--- begin SUPPLIED RECORDS ---

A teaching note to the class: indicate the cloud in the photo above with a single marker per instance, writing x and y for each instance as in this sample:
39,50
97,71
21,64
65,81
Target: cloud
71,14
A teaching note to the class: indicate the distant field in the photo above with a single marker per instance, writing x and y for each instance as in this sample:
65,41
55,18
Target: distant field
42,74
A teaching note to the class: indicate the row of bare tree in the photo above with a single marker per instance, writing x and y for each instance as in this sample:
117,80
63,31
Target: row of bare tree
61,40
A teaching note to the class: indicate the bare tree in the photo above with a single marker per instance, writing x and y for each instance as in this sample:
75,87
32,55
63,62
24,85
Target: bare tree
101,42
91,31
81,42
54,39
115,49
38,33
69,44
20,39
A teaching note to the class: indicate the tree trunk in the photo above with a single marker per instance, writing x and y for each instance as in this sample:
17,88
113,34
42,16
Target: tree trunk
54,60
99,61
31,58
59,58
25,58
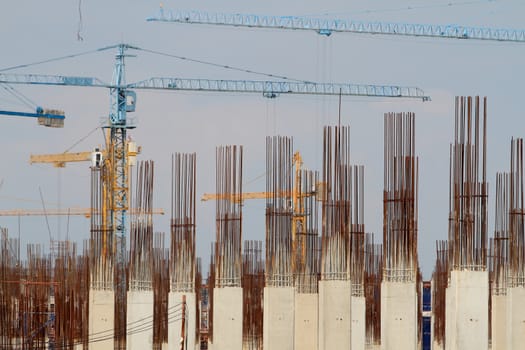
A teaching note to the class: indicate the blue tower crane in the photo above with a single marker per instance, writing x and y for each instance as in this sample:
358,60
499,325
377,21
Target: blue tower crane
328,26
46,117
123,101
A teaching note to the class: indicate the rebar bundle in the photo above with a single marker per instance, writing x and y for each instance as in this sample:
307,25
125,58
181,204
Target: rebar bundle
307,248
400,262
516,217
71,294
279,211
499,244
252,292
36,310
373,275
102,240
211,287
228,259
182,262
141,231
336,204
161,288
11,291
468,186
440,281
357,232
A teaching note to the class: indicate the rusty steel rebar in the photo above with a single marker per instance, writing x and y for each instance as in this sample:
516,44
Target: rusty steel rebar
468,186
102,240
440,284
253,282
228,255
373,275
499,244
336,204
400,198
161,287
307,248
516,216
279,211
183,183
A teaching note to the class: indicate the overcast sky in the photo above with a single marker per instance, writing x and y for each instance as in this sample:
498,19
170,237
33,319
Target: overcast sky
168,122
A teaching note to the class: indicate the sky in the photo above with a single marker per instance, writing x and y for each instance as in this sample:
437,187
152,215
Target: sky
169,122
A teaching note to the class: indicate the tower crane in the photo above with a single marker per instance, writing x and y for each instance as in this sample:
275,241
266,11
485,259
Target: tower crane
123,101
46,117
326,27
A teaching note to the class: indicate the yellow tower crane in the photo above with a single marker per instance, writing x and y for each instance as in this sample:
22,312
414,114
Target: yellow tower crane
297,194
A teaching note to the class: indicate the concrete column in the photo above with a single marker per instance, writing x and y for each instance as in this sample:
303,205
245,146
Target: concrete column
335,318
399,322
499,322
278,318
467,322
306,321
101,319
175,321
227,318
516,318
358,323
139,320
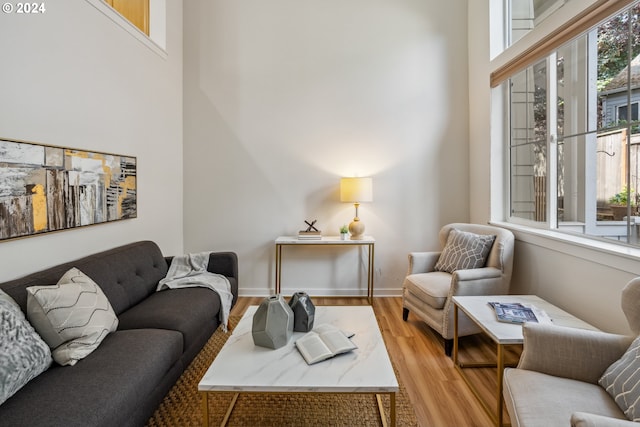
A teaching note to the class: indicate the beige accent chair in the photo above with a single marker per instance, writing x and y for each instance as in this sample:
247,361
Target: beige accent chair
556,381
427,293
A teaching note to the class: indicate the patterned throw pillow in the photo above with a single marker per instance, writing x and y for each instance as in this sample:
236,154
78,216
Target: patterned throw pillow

--- end SUPPLIED RECORDS ---
--- begin SUPPLIED RECORDS ---

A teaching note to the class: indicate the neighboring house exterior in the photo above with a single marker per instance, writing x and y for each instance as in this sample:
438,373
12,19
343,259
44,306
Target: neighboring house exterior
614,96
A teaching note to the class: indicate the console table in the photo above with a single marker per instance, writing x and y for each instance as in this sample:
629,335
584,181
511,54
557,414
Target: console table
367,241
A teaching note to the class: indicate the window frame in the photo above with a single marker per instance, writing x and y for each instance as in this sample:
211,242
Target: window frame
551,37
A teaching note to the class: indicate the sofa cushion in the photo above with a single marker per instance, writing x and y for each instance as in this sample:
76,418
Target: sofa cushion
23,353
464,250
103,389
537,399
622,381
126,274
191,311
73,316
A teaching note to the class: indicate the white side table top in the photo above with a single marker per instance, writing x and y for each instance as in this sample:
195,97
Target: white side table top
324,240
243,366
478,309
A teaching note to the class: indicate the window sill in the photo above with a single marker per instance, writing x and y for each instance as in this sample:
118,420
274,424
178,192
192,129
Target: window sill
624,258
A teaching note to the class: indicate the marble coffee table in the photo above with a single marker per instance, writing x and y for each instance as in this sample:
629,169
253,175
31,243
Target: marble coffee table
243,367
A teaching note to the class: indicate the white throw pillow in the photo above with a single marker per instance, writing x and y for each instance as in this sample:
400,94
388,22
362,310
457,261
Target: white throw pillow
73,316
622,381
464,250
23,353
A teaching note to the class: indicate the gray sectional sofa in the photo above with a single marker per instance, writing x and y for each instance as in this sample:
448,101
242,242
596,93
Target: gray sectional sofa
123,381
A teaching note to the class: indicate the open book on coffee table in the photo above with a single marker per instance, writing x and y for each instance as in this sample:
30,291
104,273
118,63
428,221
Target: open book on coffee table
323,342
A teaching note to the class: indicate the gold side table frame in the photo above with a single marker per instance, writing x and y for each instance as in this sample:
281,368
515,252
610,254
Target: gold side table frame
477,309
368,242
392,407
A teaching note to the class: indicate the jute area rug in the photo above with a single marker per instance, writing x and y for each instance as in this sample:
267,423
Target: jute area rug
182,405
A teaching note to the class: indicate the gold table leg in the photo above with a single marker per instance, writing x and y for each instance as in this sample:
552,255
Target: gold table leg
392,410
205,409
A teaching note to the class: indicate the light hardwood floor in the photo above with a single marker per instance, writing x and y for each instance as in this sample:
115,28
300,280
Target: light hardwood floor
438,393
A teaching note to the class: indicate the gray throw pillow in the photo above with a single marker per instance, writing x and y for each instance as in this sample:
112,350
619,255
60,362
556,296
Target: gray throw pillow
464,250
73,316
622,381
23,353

--- end SUPPLIED RECORDS ---
--- begin SUPPLIED RECORDS ---

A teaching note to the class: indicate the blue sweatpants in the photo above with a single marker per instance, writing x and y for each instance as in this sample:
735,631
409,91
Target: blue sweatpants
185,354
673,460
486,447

--- end SUPPLIED RECORDS ---

- [STATED GOAL]: Please return every line of the data above that contains the word "distant".

- [EXPECTED ANSWER]:
A teaching note to the class: indicate the distant field in the photo above with a single marker per instance, writing x and y for each instance as in this sample:
Target: distant field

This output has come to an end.